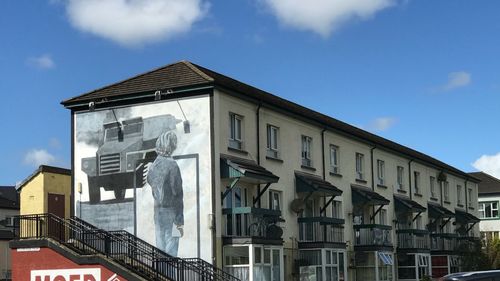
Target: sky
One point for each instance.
(423, 73)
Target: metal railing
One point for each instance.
(372, 234)
(413, 239)
(320, 232)
(443, 242)
(122, 247)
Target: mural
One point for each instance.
(147, 169)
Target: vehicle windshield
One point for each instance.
(128, 130)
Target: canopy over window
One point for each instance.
(403, 203)
(464, 218)
(438, 211)
(246, 170)
(365, 196)
(308, 183)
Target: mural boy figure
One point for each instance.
(165, 180)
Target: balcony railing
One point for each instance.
(443, 241)
(372, 235)
(321, 230)
(251, 222)
(413, 239)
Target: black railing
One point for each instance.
(372, 235)
(122, 247)
(413, 239)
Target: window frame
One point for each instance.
(400, 177)
(273, 145)
(482, 210)
(360, 159)
(381, 171)
(334, 161)
(306, 148)
(235, 133)
(271, 195)
(416, 182)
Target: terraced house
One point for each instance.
(271, 190)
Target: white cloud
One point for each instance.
(37, 157)
(489, 164)
(381, 124)
(135, 22)
(324, 16)
(42, 62)
(457, 80)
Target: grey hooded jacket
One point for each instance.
(165, 179)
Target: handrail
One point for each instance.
(124, 248)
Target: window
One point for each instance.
(470, 198)
(337, 209)
(272, 141)
(360, 158)
(416, 179)
(334, 159)
(306, 151)
(418, 222)
(446, 191)
(235, 140)
(488, 210)
(433, 187)
(274, 200)
(400, 177)
(382, 217)
(381, 172)
(459, 194)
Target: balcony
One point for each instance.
(258, 224)
(468, 243)
(443, 242)
(372, 237)
(413, 240)
(320, 232)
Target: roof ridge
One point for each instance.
(184, 62)
(488, 175)
(195, 68)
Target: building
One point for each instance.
(9, 207)
(47, 190)
(489, 198)
(271, 190)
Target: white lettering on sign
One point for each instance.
(80, 274)
(28, 250)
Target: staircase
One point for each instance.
(133, 253)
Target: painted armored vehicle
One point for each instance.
(123, 150)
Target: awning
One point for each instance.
(306, 183)
(438, 211)
(403, 203)
(363, 195)
(246, 170)
(464, 218)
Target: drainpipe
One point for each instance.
(323, 152)
(258, 145)
(409, 178)
(371, 162)
(258, 132)
(466, 190)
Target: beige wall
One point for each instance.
(290, 131)
(33, 195)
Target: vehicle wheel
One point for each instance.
(94, 192)
(120, 194)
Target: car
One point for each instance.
(490, 275)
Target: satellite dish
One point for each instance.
(297, 205)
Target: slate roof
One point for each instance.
(489, 184)
(184, 75)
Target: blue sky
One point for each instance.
(423, 73)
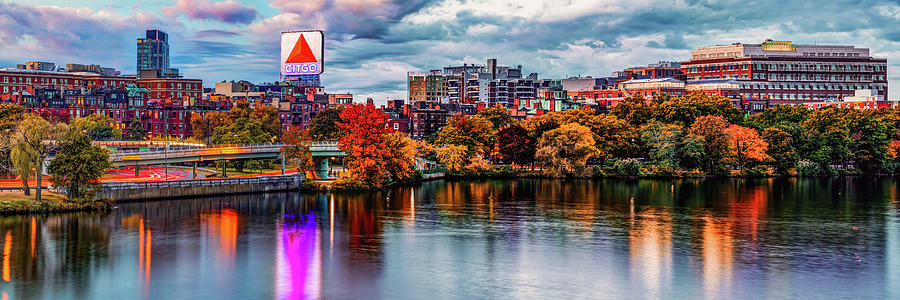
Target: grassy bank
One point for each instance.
(19, 203)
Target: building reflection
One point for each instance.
(650, 245)
(717, 252)
(298, 260)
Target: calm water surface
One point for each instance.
(684, 239)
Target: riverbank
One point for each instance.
(12, 203)
(346, 185)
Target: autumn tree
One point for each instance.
(135, 131)
(686, 109)
(633, 109)
(78, 165)
(453, 157)
(711, 130)
(827, 135)
(869, 138)
(515, 144)
(565, 151)
(474, 132)
(10, 116)
(203, 125)
(401, 160)
(745, 146)
(296, 148)
(31, 133)
(364, 143)
(24, 162)
(781, 150)
(497, 115)
(323, 127)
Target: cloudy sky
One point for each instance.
(371, 44)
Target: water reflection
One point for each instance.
(690, 238)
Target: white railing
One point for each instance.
(202, 182)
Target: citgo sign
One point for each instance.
(301, 52)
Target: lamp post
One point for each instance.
(166, 143)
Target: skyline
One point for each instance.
(371, 44)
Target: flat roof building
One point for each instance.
(786, 73)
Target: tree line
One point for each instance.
(30, 139)
(690, 135)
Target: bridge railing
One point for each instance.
(201, 182)
(242, 149)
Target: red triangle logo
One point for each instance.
(301, 53)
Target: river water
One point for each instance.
(532, 239)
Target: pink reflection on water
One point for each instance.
(298, 259)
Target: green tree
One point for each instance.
(515, 144)
(869, 139)
(474, 132)
(10, 116)
(453, 157)
(40, 137)
(669, 145)
(78, 165)
(296, 148)
(634, 110)
(662, 140)
(564, 151)
(745, 147)
(24, 161)
(401, 160)
(323, 126)
(827, 137)
(135, 131)
(781, 150)
(684, 110)
(203, 125)
(711, 130)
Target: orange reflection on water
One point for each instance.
(225, 223)
(7, 251)
(33, 236)
(650, 244)
(140, 245)
(228, 232)
(717, 256)
(147, 253)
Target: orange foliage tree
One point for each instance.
(745, 145)
(364, 143)
(296, 148)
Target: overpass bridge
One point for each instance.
(320, 151)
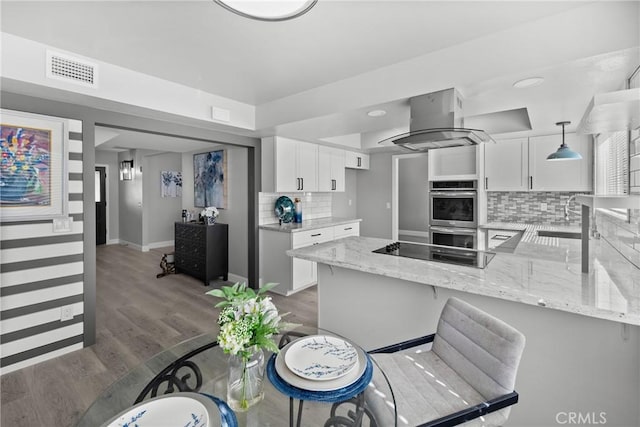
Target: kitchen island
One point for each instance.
(583, 335)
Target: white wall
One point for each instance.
(374, 192)
(159, 213)
(412, 193)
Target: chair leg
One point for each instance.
(354, 417)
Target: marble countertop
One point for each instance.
(542, 271)
(308, 224)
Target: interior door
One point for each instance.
(101, 205)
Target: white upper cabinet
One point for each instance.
(506, 165)
(331, 173)
(521, 165)
(454, 163)
(289, 165)
(565, 175)
(355, 160)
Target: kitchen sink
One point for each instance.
(561, 234)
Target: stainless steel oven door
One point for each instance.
(454, 236)
(454, 208)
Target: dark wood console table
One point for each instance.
(202, 251)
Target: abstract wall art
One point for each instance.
(171, 183)
(33, 180)
(210, 179)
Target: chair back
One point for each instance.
(483, 350)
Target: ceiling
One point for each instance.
(316, 77)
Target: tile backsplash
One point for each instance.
(622, 235)
(527, 207)
(314, 205)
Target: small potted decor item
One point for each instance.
(209, 215)
(248, 321)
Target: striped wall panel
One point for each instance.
(42, 271)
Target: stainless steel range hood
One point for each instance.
(437, 122)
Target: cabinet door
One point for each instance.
(567, 175)
(304, 272)
(453, 163)
(307, 165)
(286, 168)
(325, 182)
(506, 165)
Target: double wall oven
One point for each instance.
(453, 213)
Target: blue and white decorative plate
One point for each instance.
(321, 357)
(284, 209)
(179, 409)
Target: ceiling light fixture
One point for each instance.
(265, 10)
(376, 113)
(528, 82)
(564, 152)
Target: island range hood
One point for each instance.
(437, 122)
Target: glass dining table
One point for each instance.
(199, 365)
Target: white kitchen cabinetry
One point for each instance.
(567, 175)
(506, 165)
(331, 173)
(354, 160)
(521, 165)
(294, 274)
(289, 165)
(454, 163)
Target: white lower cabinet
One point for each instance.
(294, 274)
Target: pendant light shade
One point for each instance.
(564, 152)
(268, 10)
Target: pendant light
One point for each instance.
(564, 152)
(267, 10)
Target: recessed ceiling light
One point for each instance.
(528, 82)
(268, 10)
(376, 113)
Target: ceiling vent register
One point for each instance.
(72, 70)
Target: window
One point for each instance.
(613, 163)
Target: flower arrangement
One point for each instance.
(248, 321)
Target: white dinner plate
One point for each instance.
(178, 409)
(312, 385)
(321, 357)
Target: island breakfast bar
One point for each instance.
(582, 329)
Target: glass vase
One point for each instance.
(244, 387)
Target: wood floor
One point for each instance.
(137, 316)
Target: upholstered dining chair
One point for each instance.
(467, 376)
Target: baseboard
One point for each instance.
(237, 279)
(132, 245)
(156, 245)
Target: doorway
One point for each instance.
(101, 204)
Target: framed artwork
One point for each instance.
(210, 179)
(33, 166)
(171, 184)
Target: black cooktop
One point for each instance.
(448, 254)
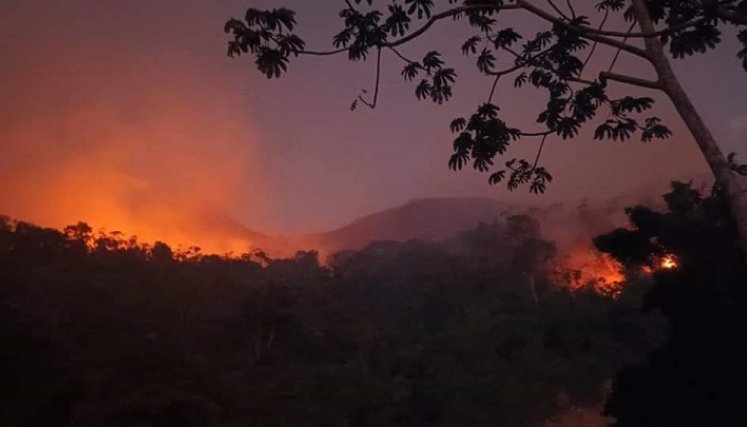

__What the task requires__
Output, from the data above, the lines from the line with "Target: marble countertop" to the line with "Target: dark wood console table" exactly as they stand, both ends included and nothing else.

__Your solution__
Target: marble countertop
One point for each instance.
(542, 271)
(308, 224)
Target: interior door
One point for each instance.
(101, 205)
Target: white upper cabinet
One point for each instance.
(506, 165)
(331, 173)
(521, 165)
(454, 163)
(289, 165)
(565, 175)
(355, 160)
Target: kitchen sink
One point for each instance.
(561, 234)
Target: stainless steel oven door
One point for each instance.
(454, 236)
(454, 208)
Target: dark wood console table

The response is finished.